Records from a dataset
** Start **

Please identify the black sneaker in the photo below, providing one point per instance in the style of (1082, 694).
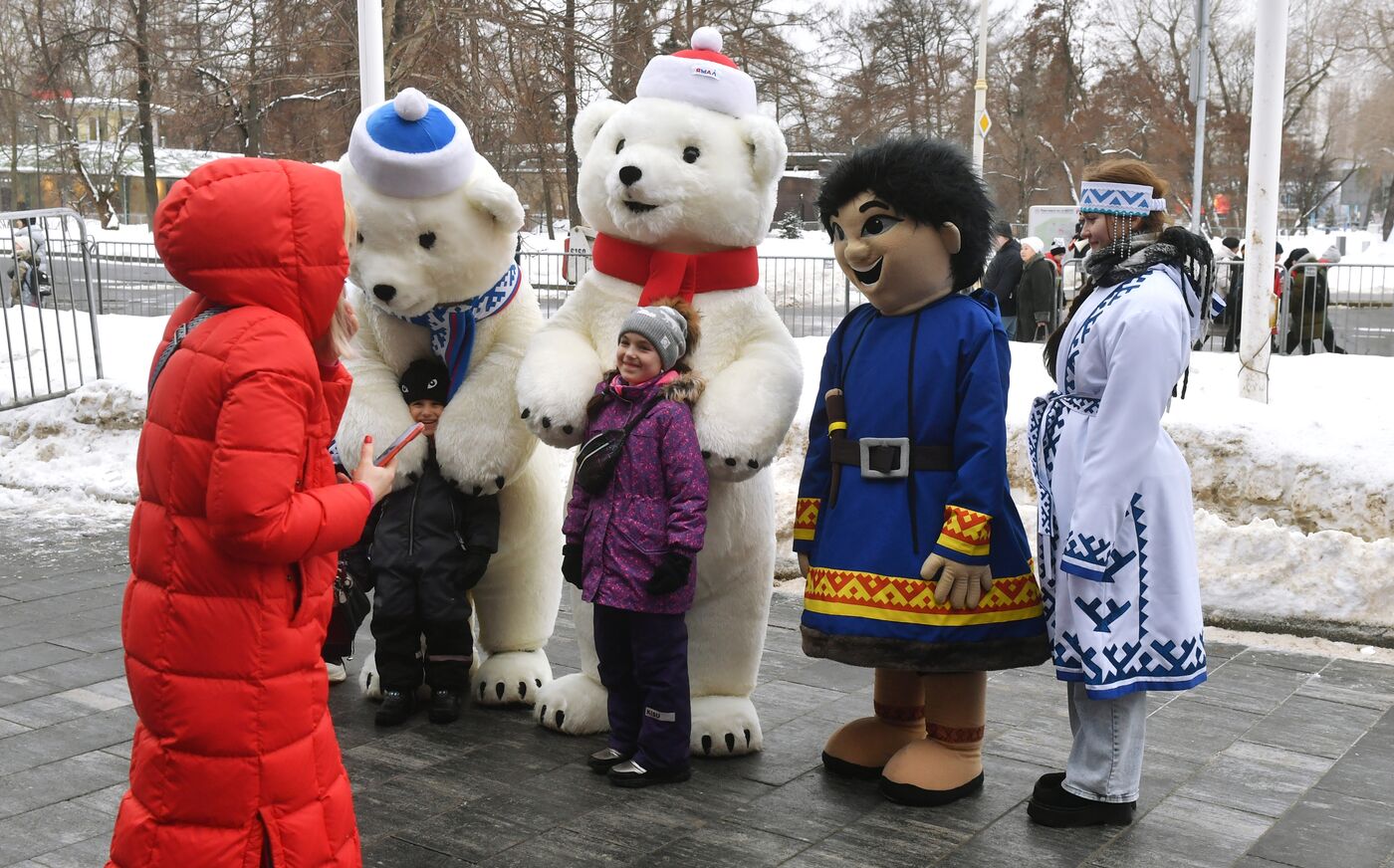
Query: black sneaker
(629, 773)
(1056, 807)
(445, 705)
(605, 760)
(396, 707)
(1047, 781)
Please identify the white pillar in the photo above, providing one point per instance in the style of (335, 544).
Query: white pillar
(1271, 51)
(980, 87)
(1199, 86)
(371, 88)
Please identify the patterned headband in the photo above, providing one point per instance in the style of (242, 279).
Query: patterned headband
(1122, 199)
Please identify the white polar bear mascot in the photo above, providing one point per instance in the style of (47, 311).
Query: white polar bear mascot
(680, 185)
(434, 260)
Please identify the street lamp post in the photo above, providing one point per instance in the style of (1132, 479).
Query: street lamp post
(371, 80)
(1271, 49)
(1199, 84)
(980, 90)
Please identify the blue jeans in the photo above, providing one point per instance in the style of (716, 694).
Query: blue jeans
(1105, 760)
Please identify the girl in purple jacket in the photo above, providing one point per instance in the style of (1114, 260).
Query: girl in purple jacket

** End **

Turn every line of the records above into a numbered list, skipping any blank lines. Leave the pictures out of your answer.

1. Please identify the black sneaker in the photo below, providing one point per instance in the style of (1082, 694).
2. Query: black sneaker
3. (629, 773)
4. (1056, 807)
5. (445, 705)
6. (605, 760)
7. (396, 707)
8. (1047, 781)
9. Please identify the white pillar in the photo above, providing one point per instance in the style of (335, 544).
10. Query: white pillar
11. (1271, 51)
12. (980, 87)
13. (1199, 86)
14. (371, 88)
15. Please identify the patterned headband in the photo above, providing one point per instance in the style of (242, 279).
16. Query: patterned headband
17. (1122, 199)
18. Please identify the white polar bear mascot in the photo above, providing one point per instance in the style of (47, 311).
19. Query: white polar bear mascot
20. (680, 185)
21. (434, 260)
22. Please identify the street lamp post in the photo above, providing one point per instance in the style of (1132, 479).
23. Query: street lamp post
24. (371, 80)
25. (1271, 49)
26. (1199, 84)
27. (980, 90)
28. Please identify the blue jeans in the photo above, providing one point per instance in the style of (716, 694).
29. Query: blue jeans
30. (1105, 760)
31. Please identify the girl in purple jacket in the photo above, providing one point per instance in the style of (1114, 260).
32. Query: girl in purple jacket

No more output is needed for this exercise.